Task directions. Copy down the listing below exactly, please, including every line.

Given data.
--*--

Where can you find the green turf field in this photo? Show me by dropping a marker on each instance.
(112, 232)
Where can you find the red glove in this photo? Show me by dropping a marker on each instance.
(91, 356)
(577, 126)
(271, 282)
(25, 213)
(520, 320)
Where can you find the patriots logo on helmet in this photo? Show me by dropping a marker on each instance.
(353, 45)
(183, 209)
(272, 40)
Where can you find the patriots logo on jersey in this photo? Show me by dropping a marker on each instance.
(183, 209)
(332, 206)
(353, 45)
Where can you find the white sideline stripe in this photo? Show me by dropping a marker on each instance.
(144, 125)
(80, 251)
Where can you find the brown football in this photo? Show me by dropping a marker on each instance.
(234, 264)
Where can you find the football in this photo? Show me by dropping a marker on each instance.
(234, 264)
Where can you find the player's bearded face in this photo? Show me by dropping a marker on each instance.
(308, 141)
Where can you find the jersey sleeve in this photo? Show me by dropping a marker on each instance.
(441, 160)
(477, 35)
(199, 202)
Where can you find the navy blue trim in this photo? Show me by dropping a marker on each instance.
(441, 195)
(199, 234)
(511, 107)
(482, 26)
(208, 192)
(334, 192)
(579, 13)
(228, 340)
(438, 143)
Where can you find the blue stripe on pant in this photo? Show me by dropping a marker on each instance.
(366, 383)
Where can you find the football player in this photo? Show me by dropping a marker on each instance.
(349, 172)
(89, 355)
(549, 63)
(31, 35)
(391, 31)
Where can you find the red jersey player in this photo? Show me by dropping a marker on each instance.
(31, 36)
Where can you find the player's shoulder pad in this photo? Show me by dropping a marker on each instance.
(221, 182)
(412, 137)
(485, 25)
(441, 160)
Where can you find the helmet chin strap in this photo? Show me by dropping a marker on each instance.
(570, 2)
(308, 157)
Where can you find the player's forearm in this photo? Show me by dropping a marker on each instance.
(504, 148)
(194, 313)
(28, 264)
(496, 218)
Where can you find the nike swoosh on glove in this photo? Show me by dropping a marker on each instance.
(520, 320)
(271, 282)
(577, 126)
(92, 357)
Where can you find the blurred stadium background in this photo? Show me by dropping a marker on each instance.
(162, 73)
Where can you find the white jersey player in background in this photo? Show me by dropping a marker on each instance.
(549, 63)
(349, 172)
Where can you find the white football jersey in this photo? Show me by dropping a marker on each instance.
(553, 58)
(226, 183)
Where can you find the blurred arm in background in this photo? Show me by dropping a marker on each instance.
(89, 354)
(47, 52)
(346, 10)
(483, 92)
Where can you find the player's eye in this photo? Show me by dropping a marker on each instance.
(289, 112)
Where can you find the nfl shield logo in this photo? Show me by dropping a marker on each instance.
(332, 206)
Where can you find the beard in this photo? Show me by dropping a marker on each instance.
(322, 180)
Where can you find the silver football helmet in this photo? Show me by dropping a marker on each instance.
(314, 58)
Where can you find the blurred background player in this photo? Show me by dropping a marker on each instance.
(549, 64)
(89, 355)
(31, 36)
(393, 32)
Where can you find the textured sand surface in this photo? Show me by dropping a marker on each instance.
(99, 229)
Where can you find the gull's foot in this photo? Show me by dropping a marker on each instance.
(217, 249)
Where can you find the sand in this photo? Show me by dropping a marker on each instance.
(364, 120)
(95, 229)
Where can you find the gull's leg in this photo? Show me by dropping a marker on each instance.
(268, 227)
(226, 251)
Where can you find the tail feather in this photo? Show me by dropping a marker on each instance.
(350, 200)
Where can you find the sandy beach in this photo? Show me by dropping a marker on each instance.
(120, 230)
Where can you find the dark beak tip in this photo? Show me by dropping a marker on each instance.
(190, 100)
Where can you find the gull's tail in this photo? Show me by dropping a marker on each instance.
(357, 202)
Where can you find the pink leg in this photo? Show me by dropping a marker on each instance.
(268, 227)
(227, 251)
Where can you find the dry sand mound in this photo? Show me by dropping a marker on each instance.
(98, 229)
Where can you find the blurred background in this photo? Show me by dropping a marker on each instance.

--*--

Answer for the task.
Where can you find the green turf field in this photo? Show me by dropping a marker on each instance.
(112, 232)
Where can you find the red glove in this photo? Show me by dropping a marker on each instance.
(91, 356)
(577, 126)
(271, 282)
(25, 213)
(520, 320)
Where can you find the patriots logo on helmet in this photo? Show me by dropping a marker on each instance.
(353, 45)
(183, 209)
(272, 40)
Where can you find the patriots logo on jersey in this photo? Show me by dropping a marker on each instance.
(183, 209)
(332, 206)
(353, 45)
Where can you find the white sideline stripe in this photo? Show me by dropping a marker on each instance.
(144, 125)
(80, 251)
Where can you find the brown football in this photo? Show me by dropping a marker on each instance.
(234, 264)
Where can you find the football in this photo? Show me by dropping a marker on each instance.
(234, 264)
Where can you find the player's bearded face in this photo? Show me by dropping a marker on each instance.
(308, 141)
Where can you find the jersey sleeve in this photo? Show me by dropping a marker on each instance.
(441, 160)
(477, 35)
(199, 202)
Where can you find the navy blue trim in this photo? Show me by dropping a marker on each instance.
(441, 195)
(199, 234)
(511, 107)
(482, 26)
(208, 192)
(334, 192)
(579, 13)
(228, 340)
(438, 143)
Where can you find the blue stripe on pant in this photo? Show me by dropping a marker on each instance.
(366, 383)
Where can you find the football player in this photo? Show me by dropping a marker on each instance.
(349, 172)
(89, 355)
(549, 63)
(31, 35)
(391, 31)
Where can you find the red jersey player in this photo? Show me by dropping a marker on each instance.
(31, 36)
Where can you find the player's shoulder pad in this photo? Show me by dropping a marker on each instance.
(221, 182)
(412, 137)
(485, 25)
(441, 160)
Where can you find the helmet chin strap in this photo? Show me by dropping a marker on each instance.
(570, 2)
(308, 157)
Where can you find the player's forearm in this photo? Show me by dropping a marker on each instance.
(504, 148)
(194, 313)
(28, 264)
(496, 218)
Where can you find the nike swoosh on glove in this photo? Show me by dropping a marker on each instance.
(520, 320)
(271, 282)
(577, 126)
(92, 357)
Where can you find the blurred stadium background in this photo? Show me by dropping a marker on each instance.
(162, 73)
Where can you find the white jersey player in background in this photo? Show me by dropping a marker on each instance.
(549, 63)
(349, 172)
Where can you find the white football jersey in this photo? Show me by dropping a marker on each instance.
(553, 58)
(226, 183)
Where can you find the blurred arm in background in this photo? Show me by dropping a marker on each instance.
(89, 354)
(47, 52)
(346, 10)
(483, 92)
Where can you find the player's eye in this photo? Show me by dropping a marker on each instance.
(289, 112)
Where can you find the nfl shield logo in this photo? Show me by dropping a marker on each instance.
(332, 206)
Where can you find the beard in this photo? Show me by dropping a marker on each instance.
(322, 180)
Where can you find the silver football helmet in this photo? Show me by dropping a marker on each instance.
(314, 58)
Where can you find the blurred background player in this photo? Show me by dropping a marker on each instance.
(549, 64)
(89, 355)
(31, 36)
(393, 32)
Where can you find the textured sand surface in this photo? Show me by dropping a marker on each instance.
(99, 229)
Where can you find the gull's foot in this photo? Show me by dropping a marker on each instance.
(217, 249)
Where can you find the sand in this photo? Show me by dropping a marker on each instance.
(364, 120)
(95, 229)
Where can you find the gull's leg in this photo? Show me by dropping a marker on each instance.
(268, 227)
(226, 251)
Where can you find the tail feather in this photo? Show me by dropping a marker on each instance.
(350, 200)
Where can you find the sandy beach in this photo? Show me by dropping a marker on each instance.
(120, 230)
Where can you find the dark beak tip in this photo? Show me by dropping a marker on each instance.
(190, 100)
Where can you find the gull's tail in this photo? Show me by dropping a marker on each instance.
(357, 202)
Where can you find the pink leg in this photo? Show me by dropping a marker on each instance.
(268, 227)
(227, 251)
Where can you find the dry sand mound in this photo? Show me by dropping a marker on each instance.
(98, 229)
Where can you find the blurred background in this photo? Show me by dropping a marker on each instance.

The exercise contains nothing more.